Wat wordt gevraagd → Selecteer alle regels uit de lijst hieronder waarin het woord "white" voorkomt. Hoofdletters en kleine letters tellen als verschillend.

- - -

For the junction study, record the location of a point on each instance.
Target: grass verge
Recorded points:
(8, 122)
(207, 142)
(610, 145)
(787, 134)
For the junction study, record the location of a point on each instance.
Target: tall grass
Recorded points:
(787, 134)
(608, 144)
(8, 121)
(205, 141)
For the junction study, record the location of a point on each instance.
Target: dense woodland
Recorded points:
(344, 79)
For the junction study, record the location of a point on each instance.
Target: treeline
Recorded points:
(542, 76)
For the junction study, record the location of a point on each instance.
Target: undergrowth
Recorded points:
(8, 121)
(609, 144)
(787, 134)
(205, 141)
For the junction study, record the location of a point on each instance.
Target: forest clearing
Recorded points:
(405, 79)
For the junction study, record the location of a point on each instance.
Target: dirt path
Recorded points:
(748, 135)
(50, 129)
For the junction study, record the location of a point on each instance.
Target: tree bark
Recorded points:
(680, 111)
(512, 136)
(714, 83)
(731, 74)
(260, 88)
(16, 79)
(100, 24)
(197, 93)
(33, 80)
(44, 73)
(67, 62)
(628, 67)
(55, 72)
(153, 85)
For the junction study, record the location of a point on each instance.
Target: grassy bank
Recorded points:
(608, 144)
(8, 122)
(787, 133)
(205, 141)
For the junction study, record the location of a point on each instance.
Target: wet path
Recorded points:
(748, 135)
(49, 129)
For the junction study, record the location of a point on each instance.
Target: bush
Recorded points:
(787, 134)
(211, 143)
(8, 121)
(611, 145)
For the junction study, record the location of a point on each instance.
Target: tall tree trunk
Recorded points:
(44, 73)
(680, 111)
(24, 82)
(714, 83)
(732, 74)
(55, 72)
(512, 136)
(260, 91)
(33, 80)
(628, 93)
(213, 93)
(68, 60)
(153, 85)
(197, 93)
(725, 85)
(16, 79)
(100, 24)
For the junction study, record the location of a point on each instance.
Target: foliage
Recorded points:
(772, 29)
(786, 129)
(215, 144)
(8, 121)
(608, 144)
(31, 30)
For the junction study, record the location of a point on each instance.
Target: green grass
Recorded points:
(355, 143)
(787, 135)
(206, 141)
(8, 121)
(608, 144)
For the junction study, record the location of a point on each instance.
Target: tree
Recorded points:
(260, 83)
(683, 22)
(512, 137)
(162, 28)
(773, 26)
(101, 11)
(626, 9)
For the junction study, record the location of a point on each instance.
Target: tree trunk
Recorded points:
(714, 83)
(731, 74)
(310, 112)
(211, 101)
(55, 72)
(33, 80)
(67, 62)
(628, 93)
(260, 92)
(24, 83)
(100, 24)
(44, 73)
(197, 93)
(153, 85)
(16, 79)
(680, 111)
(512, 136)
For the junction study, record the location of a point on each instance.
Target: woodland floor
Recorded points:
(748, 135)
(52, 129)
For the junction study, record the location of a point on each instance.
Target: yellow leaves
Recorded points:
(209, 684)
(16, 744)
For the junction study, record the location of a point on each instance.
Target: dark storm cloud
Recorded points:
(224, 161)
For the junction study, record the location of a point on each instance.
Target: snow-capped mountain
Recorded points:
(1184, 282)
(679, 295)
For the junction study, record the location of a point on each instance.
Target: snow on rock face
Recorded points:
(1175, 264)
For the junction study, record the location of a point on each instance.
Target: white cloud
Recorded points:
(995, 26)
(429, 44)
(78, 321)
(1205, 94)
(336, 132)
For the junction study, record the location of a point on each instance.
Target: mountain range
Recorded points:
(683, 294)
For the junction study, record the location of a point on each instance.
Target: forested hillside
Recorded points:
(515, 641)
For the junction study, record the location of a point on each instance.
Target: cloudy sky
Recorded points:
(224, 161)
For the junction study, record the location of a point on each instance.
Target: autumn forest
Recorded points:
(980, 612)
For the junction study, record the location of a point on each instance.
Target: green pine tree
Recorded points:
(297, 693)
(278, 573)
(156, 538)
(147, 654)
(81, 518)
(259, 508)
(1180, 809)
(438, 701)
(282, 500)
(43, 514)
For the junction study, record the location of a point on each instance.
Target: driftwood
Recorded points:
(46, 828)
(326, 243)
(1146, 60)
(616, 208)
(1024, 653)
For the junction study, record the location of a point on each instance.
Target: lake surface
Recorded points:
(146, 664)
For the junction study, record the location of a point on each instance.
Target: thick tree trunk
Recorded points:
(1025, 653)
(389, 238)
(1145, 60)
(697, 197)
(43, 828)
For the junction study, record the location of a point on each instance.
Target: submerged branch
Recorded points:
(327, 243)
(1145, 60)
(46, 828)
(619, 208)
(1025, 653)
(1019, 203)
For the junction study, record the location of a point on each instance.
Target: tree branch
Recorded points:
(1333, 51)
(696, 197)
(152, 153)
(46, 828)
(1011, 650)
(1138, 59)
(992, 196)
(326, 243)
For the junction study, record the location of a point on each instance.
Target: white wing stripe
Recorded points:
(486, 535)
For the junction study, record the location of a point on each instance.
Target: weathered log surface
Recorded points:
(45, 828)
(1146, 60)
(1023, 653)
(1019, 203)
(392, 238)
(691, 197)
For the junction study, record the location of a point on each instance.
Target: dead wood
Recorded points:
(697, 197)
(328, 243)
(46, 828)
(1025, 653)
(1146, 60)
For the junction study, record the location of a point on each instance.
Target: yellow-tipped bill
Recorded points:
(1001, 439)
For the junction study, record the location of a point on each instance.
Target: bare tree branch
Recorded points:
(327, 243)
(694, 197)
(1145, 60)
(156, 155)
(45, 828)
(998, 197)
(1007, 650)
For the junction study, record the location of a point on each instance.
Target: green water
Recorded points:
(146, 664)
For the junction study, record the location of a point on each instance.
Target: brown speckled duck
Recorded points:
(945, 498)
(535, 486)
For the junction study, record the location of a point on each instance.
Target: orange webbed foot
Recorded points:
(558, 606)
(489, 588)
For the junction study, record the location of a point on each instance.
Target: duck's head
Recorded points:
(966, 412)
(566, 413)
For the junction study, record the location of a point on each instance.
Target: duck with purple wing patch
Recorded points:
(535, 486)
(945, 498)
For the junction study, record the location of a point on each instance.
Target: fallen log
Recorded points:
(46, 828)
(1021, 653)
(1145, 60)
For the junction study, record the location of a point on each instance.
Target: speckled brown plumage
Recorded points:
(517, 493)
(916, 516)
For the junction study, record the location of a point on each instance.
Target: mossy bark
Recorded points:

- - -

Uitwerking →
Target: white cloud
Target: white wing stripe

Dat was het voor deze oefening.